課題の説明> 以下の漫才コンビ《キュウ》を紹介する文章のうち、「タイタンから産まれた突然変異」から「ウ》に洗脳されてゆくのです。」まで(「ウ》に洗脳されてゆくのです。」も含む)を一字も変えずに書き写してください。

本文抜粋>
·····
タイタンから産まれた突然変異種漫才コンビ《キュウ》は、まぎれもなく令和の正統派しゃべくり漫才師なのです!

漫才キュウ

《ボケ》の異常性を遥かにしのぐ《ツッコミ》の異常なつっこみ。その《ツッコミ》をつっこみたくなる第二の《ツッコミ》の立ち位置で見せられる観客は、知らず知らずのうちに異常な言葉遊びのしゃべくり漫才《キュウ》に洗脳されてゆくのです。


今年の冬も異常気象で、極寒からいきなりの春日和からの極寒からの春日和からの… キリがないので止めますが、それに加え新型コロナの第三波に襲われ、令和日本はもう訳の分からない混乱をまねいているのですが、
もっと訳の分からない漫才コンビがタイタン所属の《キュウ》

からす


僕はつい最近まで全然知らなくて、去年の《M-1グランプリ》敗者復活戦で見た

「ゴリラであいうえお作文すんなよぉ~っ!」

「ヨーグルトの話聞けよ!!」

《ツッコミ》清水誠のフレーズが頭から離れず、毎晩《キュウ お笑いオフィシャルチャンネル》というYouTubeの番組を見まくり、今じゃすっかり《キュウ》の世界に洗脳され、

(き) 傷つかない漫才なんかくそくらえ!
·····
入力データ>

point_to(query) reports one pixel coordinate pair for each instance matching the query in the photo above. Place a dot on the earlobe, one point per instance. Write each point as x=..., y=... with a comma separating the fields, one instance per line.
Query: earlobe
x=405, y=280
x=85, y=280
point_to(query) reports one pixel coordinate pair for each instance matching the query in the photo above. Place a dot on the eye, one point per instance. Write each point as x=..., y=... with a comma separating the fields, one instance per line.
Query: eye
·····
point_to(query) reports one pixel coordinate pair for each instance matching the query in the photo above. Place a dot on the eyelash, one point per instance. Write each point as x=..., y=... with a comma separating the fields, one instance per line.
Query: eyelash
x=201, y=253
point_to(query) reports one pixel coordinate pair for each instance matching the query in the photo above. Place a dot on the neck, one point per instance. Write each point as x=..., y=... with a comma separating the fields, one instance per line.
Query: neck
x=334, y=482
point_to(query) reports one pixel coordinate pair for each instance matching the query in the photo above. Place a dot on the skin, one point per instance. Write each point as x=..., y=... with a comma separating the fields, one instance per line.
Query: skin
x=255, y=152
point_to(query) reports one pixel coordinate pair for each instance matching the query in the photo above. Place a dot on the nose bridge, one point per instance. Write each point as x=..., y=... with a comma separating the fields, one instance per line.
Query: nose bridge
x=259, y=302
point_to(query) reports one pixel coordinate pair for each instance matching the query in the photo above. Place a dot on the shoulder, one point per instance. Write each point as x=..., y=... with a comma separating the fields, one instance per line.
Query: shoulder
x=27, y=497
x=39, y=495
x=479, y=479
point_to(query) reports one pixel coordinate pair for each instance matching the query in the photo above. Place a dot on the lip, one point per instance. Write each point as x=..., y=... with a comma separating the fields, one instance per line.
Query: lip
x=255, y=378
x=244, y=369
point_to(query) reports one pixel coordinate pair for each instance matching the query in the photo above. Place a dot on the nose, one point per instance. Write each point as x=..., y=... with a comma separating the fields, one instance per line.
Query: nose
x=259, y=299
·····
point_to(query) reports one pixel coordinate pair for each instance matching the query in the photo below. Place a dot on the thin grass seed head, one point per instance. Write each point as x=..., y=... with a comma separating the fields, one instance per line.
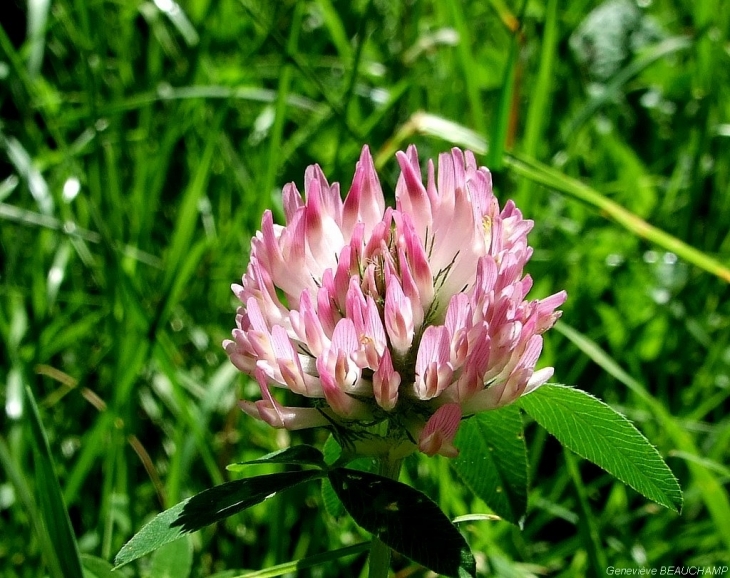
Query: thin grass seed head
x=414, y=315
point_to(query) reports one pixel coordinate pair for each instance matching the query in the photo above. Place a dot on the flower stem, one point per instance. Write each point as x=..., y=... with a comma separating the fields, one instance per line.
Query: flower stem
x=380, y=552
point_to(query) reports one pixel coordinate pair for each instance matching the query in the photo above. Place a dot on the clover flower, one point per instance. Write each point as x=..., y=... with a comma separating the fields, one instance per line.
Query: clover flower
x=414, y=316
·····
あなたの回答>
タイタンから産まれた突然変異種漫才コンビ《キュウ》は、まぎれもなく令和の正統派しゃべくり漫才師なのです!

漫才キュウ

《ボケ》の異常性を遥かにしのぐ《ツッコミ》の異常なつっこみ。その《ツッコミ》をつっこみたくなる第二の《ツッコミ》の立ち位置で見せられる観客は、知らず知らずのうちに異常な言葉遊びのしゃべくり漫才《キュウ》に洗脳されてゆくのです。